### SUPPLIED DATA

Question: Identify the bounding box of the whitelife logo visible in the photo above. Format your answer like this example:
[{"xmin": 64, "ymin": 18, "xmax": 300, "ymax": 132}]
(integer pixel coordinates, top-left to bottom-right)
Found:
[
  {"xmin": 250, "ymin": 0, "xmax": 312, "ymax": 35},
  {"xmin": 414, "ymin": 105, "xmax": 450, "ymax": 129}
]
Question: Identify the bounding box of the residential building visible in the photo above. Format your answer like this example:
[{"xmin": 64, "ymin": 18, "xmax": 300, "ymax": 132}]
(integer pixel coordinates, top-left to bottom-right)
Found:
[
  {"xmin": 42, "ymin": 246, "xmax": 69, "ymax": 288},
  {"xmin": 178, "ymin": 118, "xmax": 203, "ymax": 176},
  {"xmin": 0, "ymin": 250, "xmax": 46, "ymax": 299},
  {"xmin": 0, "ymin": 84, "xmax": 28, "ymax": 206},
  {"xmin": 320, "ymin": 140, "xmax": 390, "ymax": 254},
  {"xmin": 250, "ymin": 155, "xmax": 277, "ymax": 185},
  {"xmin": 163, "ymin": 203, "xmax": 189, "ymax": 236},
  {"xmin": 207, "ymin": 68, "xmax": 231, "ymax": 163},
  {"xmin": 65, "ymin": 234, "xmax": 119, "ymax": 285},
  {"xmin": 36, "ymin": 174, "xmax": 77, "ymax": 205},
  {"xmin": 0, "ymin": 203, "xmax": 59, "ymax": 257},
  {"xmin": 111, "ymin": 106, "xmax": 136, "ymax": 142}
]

######

Pick out every line in the entries above that contains the word "like" and copy each one in full.

| FINISHED EXERCISE |
Question: Identify the bounding box of the whitelife logo visible in the photo above. Format your answer like this example:
Question: Identify the bounding box of the residential building visible in the photo above. Format your answer like this example:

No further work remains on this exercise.